Yang Dikerjakan:
1. Dalam teks tentang sejarah pemimpin wanita, jabatan apa yang disebutkan untuk Nasaruddin Umar?
2. Tuliskan lanjutan teks tentang sejarah pemimpin wanita, mulai setelah kalimat terakhirnya.

Sumber:
++++++++++++++++++++

Site hosted by Angelfire.com: Build your free website today!

MENENGOK SEJARAH PEMIMPIN WANITA

Berbicara mengenai sejarah berarti berupaya untuk membuka kembali peristiwa-peristiwa yang terjadi dalam kancah kehidupan umat manusia dan berusaha menghadirkan kembali informasi-informasi masa lampau sehingga terasa segar di masa sekarang. Sejarah membantu kita untuk mendapatkan informasi kehidupan yang telah lampau. Sejarah memiliki dua mata pedang. Sejarah bisa bernilai positif, akan tetapi tidak jarang pula bernilai negatif, tergantung bagaimana manusia memposisikan sejarah itu sendiri.

Berkenaan dengan pemimpin wanita yang saat ini tengah menjadi isu sentral di negeri ini, banyak yang memberikan analisa keabsahannya dengan menampilkan pendekatan sejarah (historic approuch). Salah satunya adalah pendapat Nasaruddin Umar-pemerhati masalah agama dan gender-Pembantu Rektor IAIN Jakarta. Tokoh ini menilai bahwa sampai detik ini wacana konseptual kepemimpinan wanita belum pernah tuntas dalam lintasan sejarah dunia Islam. Dalam hal ini kita perlu melihat kembali pemahaman fakta sejarah yang coba dikedepankan para tokoh, dimana fakta sejarah ini sering dijadikan sebagai legitimasi terhadap fakta senada yang terjadi kemudian. Ada satu hal yang harus kita sepakati bahwa sejarah adalah suatu fakta/kenyataan yang pernah terlahir dalam kancah kehidupan manusia. Jadi dengan kata lain sejarah hanyalah sebatas fakta, dan fakta bukanlah sesuatu yang bisa dijadikan rujukan karena fakta/kenyataan tidaklah selalu bernilai benar. Fakta adalah sesuatu yang harus dihukumi dan bukan menjadi sumber hukum. Bagaimanapun juga fakta sangat mungkin mengandung kesalahan/penyimpangan, sehingga mau tidak mau kita harus memposisikan sejarah sebatas sebagai gambaran apakah kenyataan pada saat itu sesuai dengan aturan ataukah tidak. Bahkan pelurusan terhadap pemahaman fakta yang salah terhadap sepenggal kisah dalam lintasan sejarah hanyalah untuk menggambarkan secara obyektif kenyataan yang sesungguhnya terjadi untuk kemudian bisa dikatakan kenyataan tadi sesuai atau tidak dengan hukum Islam.

++++++++++++++++++++

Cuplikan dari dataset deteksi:
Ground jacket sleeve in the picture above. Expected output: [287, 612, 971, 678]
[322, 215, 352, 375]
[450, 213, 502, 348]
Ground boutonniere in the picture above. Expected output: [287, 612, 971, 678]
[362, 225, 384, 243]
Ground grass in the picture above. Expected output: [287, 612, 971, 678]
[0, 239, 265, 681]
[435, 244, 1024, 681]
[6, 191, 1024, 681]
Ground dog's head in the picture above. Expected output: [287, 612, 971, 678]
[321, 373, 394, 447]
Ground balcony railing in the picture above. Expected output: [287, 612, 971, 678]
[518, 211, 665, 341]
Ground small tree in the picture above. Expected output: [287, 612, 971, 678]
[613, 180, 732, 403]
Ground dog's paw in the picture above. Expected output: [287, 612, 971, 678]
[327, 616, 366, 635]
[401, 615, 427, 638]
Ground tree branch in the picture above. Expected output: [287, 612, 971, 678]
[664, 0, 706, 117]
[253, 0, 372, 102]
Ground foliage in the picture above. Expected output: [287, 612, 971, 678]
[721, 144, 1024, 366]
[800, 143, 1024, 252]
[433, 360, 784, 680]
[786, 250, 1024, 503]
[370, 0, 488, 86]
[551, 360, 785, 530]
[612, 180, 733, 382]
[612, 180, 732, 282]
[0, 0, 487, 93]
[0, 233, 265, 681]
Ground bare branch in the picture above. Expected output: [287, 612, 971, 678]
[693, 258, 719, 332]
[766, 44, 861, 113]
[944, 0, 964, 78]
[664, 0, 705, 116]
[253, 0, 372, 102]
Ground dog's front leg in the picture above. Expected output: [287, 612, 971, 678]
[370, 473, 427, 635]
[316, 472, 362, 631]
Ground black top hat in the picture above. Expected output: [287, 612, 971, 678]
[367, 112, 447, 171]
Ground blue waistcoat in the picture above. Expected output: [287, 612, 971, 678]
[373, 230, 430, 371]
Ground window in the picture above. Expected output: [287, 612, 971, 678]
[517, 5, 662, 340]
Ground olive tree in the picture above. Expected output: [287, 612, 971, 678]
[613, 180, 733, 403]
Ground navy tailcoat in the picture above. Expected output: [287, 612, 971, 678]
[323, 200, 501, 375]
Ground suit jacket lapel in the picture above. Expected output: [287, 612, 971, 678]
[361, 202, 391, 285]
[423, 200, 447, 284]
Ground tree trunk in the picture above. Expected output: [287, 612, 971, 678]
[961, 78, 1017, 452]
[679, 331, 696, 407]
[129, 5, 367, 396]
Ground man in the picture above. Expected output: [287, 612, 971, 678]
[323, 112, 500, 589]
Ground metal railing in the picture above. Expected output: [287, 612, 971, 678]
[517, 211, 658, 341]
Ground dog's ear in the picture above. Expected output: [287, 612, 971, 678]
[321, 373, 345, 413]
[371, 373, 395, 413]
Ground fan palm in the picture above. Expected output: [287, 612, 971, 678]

++++++++++++++++++++

Jawaban yang Diharapkan:
1. Pembantu Rektor IAIN Jakarta, sekaligus pemerhati masalah agama dan gender.

2.
Sebagai contoh dalam hal kepemimpinan wanita, Ratu Balqis digambarkan dalam Al Qur’an sebagai penguasa wanita yang memiliki kerajaan ‘super power’ telah tercatat dalam lintasan sejarah. Akan tetapi kekuasaan tersebut tidak dibenarkan eksistensinya. Ini terbukti bahwa pada saat itu Nabi Sulaiman dimunculkan sebagai tokoh yang dibebani kewajiban untuk menyeru Ratu Balqis dan seluruh penduduk di negeri Saba’ (negeri dimana Ratu balqis berkuasa) agar tunduk pada ajaran tauhid yang dibawa Sulaiman (QS : An Naml : 29). Untuk membendung kekuatan Ratu Balqis Nabi Sulaiman terpaksa harus berkoalisi dengan jin dan burung (QS : An Naml : 17) hingga akhirnya kemenangan ada di pihak Nabi Sulaiman. Ratu Balqis diperistri dan kekuasaan/kepemimpinan negara dipegang oleh Sulaiman (QS : An Naml : 44).

Demikian juga fakta kepemimpinan Sajaratud- Durr -putri keturunan Salahuddin- bukanlah preferensi historis dalam Islam menyangkut peran wanita sebagai kepala negara. Kondisi yang melingkupi pengangkatan Sajaratud-Durr dari dinasti Mamalik ini adalah karena kenyataan pada saat itu dimana keturunan Salahuddin yang akhir tidak ada laki-laki. Meninggalnya Malikus Shalih ketika baru tiga bulan berkuasa, segera menuntut pengganti. Karena tidak ada laki-laki maka kekuasaan dilimpahkan kepada putri Sajaratud-Durr. Akhirnya kekuasaan dipegang oleh Izzudin Aibek Al-Jasyamkir yang kemudian menikahinya, karena pada saat itu ulama-ulama menilai ketidakbolehan bagi wanita untuk memimpin negara.

Tidak jauh berbeda adalah kondisi para Sulthanah yang pernah berkuasa di Kerajaan Aceh, baik Sulthanah Khadijah, Sulthanah Maryam maupun Sulthanah Fatimah. Naiknya para Sulthanah ini ke singgasana penguasa segera mendapat protes keras dari ulama-ulama Mekkah pada saat itu karena dinilai sebagai sebuah penyimpangan terhadap konsep kepemimpinan menurut hukum Islam.

Dengan demikian jelaslah bahwa baik Ratu Balqis, Putri Sajaratud-Durr maupun para Sulthanah Aceh itu bukanlah merupakan simbol kepemimpinan yang dibenarkan oleh Islam. Naiknya tokoh-tokoh wanita tersebut di atas kursi kekuasaan bukan karena kehendak untuk mengikuti aturan Islam dalam konsep kepemimpinan, tetapi lebih karena keterbatasan kondisi pada saat itu. Di dalam Islam hal semacam ini dipandang sebagai sebuah penyimpangan terhadap hukum Allah. Pertanyaan yang muncul adalah apakah kita akan menjadikan sesuatu yang menyimpang itu sebagai sumber rujukan ? Bila demikian sampai kapan penyimpangan ini akan terus berlangsung ? Dan apakah kita rela untuk hidup dalam kondisi yang menyimpang ? Sungguh ironis !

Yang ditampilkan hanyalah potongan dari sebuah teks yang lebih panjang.